Can you copy out every one of the rows below verbatim, from the first to the last?

━━ DATA SHOWN

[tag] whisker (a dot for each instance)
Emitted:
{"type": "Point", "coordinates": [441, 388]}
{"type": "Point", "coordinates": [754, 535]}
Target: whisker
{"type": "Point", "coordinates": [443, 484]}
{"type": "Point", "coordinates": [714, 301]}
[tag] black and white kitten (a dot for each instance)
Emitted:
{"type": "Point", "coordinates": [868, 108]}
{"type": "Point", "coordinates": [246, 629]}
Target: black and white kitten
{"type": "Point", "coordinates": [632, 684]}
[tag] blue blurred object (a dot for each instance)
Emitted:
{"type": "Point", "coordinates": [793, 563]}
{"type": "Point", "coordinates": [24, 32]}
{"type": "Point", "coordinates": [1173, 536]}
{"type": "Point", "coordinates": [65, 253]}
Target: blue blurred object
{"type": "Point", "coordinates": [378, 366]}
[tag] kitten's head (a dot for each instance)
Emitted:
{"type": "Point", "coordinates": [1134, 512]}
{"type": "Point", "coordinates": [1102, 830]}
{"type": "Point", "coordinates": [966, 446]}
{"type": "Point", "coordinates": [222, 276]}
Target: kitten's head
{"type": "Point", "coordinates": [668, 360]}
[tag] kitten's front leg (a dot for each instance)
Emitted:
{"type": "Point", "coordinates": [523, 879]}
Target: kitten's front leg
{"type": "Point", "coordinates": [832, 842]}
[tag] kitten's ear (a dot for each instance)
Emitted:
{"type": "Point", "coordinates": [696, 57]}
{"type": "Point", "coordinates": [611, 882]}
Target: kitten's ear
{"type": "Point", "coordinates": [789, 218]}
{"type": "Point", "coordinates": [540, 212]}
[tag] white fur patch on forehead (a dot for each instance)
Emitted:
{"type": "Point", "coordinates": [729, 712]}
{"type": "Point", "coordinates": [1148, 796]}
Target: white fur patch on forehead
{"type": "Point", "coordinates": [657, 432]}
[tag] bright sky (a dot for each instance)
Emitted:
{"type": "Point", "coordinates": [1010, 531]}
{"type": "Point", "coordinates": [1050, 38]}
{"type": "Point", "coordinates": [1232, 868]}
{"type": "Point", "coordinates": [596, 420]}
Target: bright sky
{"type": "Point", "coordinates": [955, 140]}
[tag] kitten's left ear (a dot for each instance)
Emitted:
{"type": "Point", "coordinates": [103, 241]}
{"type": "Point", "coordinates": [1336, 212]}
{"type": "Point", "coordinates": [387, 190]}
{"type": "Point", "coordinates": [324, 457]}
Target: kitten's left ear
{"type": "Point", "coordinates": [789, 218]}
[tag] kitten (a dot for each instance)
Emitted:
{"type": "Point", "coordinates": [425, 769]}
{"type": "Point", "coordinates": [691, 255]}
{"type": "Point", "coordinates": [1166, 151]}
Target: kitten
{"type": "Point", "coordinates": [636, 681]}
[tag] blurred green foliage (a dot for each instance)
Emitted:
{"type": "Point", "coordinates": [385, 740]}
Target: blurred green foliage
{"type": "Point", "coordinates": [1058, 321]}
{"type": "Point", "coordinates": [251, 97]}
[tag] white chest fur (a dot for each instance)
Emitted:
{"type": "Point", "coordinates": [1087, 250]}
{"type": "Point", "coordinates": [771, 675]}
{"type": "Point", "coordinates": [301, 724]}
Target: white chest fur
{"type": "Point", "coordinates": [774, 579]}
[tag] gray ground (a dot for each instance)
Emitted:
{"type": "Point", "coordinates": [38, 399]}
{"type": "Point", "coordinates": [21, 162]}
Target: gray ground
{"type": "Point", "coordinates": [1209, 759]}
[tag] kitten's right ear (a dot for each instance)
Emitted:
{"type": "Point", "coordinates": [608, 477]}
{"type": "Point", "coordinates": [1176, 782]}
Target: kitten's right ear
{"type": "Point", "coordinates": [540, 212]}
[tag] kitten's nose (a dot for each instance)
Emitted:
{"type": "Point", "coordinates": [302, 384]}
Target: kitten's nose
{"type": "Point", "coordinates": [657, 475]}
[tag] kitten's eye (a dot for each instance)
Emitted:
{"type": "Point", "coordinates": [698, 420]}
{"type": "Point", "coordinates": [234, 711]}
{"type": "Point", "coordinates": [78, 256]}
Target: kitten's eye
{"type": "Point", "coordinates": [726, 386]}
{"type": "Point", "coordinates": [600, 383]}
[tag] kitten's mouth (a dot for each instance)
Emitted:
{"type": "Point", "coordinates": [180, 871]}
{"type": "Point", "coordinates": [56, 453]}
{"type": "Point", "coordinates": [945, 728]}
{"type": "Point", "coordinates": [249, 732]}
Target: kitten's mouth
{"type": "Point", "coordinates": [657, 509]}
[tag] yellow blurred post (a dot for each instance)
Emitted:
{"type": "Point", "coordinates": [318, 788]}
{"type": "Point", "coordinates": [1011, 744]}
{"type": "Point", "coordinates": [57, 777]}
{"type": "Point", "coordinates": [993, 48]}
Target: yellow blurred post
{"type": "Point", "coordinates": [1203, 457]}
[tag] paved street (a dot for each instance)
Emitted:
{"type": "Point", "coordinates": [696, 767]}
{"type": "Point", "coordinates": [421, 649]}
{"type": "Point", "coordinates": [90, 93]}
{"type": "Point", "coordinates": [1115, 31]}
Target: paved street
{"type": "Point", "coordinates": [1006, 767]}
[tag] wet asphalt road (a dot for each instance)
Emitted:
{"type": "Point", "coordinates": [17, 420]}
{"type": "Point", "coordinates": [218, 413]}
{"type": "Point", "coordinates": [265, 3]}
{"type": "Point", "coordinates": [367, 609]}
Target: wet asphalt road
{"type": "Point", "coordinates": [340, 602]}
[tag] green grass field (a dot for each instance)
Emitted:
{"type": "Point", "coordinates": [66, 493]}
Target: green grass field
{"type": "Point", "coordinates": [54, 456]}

━━━━

#### EXERCISE OUTPUT:
[tag] whisker (a dot for each instance)
Emitted:
{"type": "Point", "coordinates": [441, 388]}
{"type": "Point", "coordinates": [754, 535]}
Target: whisker
{"type": "Point", "coordinates": [443, 484]}
{"type": "Point", "coordinates": [714, 301]}
[tag] black and white kitten (a dot for each instance)
Emitted:
{"type": "Point", "coordinates": [868, 108]}
{"type": "Point", "coordinates": [246, 629]}
Target: black and white kitten
{"type": "Point", "coordinates": [632, 684]}
[tag] blue blurred object (a dot for each instance)
Emitted:
{"type": "Point", "coordinates": [793, 563]}
{"type": "Point", "coordinates": [24, 32]}
{"type": "Point", "coordinates": [1173, 536]}
{"type": "Point", "coordinates": [65, 253]}
Target: blue blurred object
{"type": "Point", "coordinates": [378, 366]}
[tag] kitten's head (a dot for each instance)
Emitted:
{"type": "Point", "coordinates": [1134, 512]}
{"type": "Point", "coordinates": [1102, 830]}
{"type": "Point", "coordinates": [966, 446]}
{"type": "Point", "coordinates": [222, 276]}
Target: kitten's head
{"type": "Point", "coordinates": [668, 360]}
[tag] kitten's front leg (a dot for each instance)
Emitted:
{"type": "Point", "coordinates": [523, 879]}
Target: kitten's front leg
{"type": "Point", "coordinates": [832, 842]}
[tag] kitten's ear (a dot for each instance)
Emitted:
{"type": "Point", "coordinates": [696, 57]}
{"type": "Point", "coordinates": [611, 882]}
Target: kitten's ear
{"type": "Point", "coordinates": [789, 218]}
{"type": "Point", "coordinates": [540, 212]}
[tag] white fur patch on forehead (a dot for each instance)
Emitted:
{"type": "Point", "coordinates": [729, 712]}
{"type": "Point", "coordinates": [1148, 796]}
Target: white fur patch on forehead
{"type": "Point", "coordinates": [657, 432]}
[tag] bright sky (a dot for each instance)
Emitted:
{"type": "Point", "coordinates": [1010, 531]}
{"type": "Point", "coordinates": [1050, 38]}
{"type": "Point", "coordinates": [1232, 868]}
{"type": "Point", "coordinates": [596, 420]}
Target: bright sky
{"type": "Point", "coordinates": [955, 140]}
[tag] kitten's left ear (a dot for each instance)
Emitted:
{"type": "Point", "coordinates": [103, 241]}
{"type": "Point", "coordinates": [1336, 212]}
{"type": "Point", "coordinates": [387, 190]}
{"type": "Point", "coordinates": [324, 457]}
Target: kitten's left ear
{"type": "Point", "coordinates": [789, 218]}
[tag] kitten (a dot for each instance)
Emitted:
{"type": "Point", "coordinates": [425, 769]}
{"type": "Point", "coordinates": [691, 255]}
{"type": "Point", "coordinates": [1166, 151]}
Target: kitten
{"type": "Point", "coordinates": [636, 681]}
[tag] blurred green foliage (a dot for each instance)
Emitted:
{"type": "Point", "coordinates": [385, 740]}
Target: blurred green foliage
{"type": "Point", "coordinates": [1058, 321]}
{"type": "Point", "coordinates": [251, 97]}
[tag] white chest fur (a dot for each instance)
Emitted:
{"type": "Point", "coordinates": [1087, 250]}
{"type": "Point", "coordinates": [771, 675]}
{"type": "Point", "coordinates": [301, 724]}
Target: white chest fur
{"type": "Point", "coordinates": [774, 579]}
[tag] gray ground (a dot for each instance)
Emitted:
{"type": "Point", "coordinates": [38, 399]}
{"type": "Point", "coordinates": [21, 162]}
Target: gray ground
{"type": "Point", "coordinates": [1209, 759]}
[tag] kitten's right ear (a dot for each instance)
Emitted:
{"type": "Point", "coordinates": [608, 477]}
{"type": "Point", "coordinates": [1176, 782]}
Target: kitten's right ear
{"type": "Point", "coordinates": [540, 212]}
[tag] kitten's nose (a dot for each instance)
Emitted:
{"type": "Point", "coordinates": [302, 384]}
Target: kitten's nose
{"type": "Point", "coordinates": [657, 475]}
[tag] kitten's eye (a dot for each instance)
Emitted:
{"type": "Point", "coordinates": [698, 420]}
{"type": "Point", "coordinates": [234, 711]}
{"type": "Point", "coordinates": [78, 256]}
Target: kitten's eye
{"type": "Point", "coordinates": [726, 386]}
{"type": "Point", "coordinates": [600, 383]}
[tag] kitten's mouth (a dot for each instance)
Emitted:
{"type": "Point", "coordinates": [180, 871]}
{"type": "Point", "coordinates": [56, 453]}
{"type": "Point", "coordinates": [945, 728]}
{"type": "Point", "coordinates": [249, 732]}
Target: kitten's mouth
{"type": "Point", "coordinates": [657, 509]}
[tag] yellow blurred post (a dot for each instance)
Emitted:
{"type": "Point", "coordinates": [318, 788]}
{"type": "Point", "coordinates": [1011, 744]}
{"type": "Point", "coordinates": [57, 777]}
{"type": "Point", "coordinates": [993, 48]}
Target: yellow blurred post
{"type": "Point", "coordinates": [1203, 457]}
[tag] paved street (a dot for each instance)
Emitted:
{"type": "Point", "coordinates": [696, 767]}
{"type": "Point", "coordinates": [421, 649]}
{"type": "Point", "coordinates": [90, 93]}
{"type": "Point", "coordinates": [1115, 31]}
Target: paved street
{"type": "Point", "coordinates": [1006, 767]}
[tag] wet asphalt road (a dot for each instance)
Emitted:
{"type": "Point", "coordinates": [17, 420]}
{"type": "Point", "coordinates": [218, 413]}
{"type": "Point", "coordinates": [265, 3]}
{"type": "Point", "coordinates": [367, 609]}
Target: wet asphalt road
{"type": "Point", "coordinates": [340, 602]}
[tag] green grass field (a dot for each instance)
Emitted:
{"type": "Point", "coordinates": [66, 493]}
Target: green grass field
{"type": "Point", "coordinates": [54, 456]}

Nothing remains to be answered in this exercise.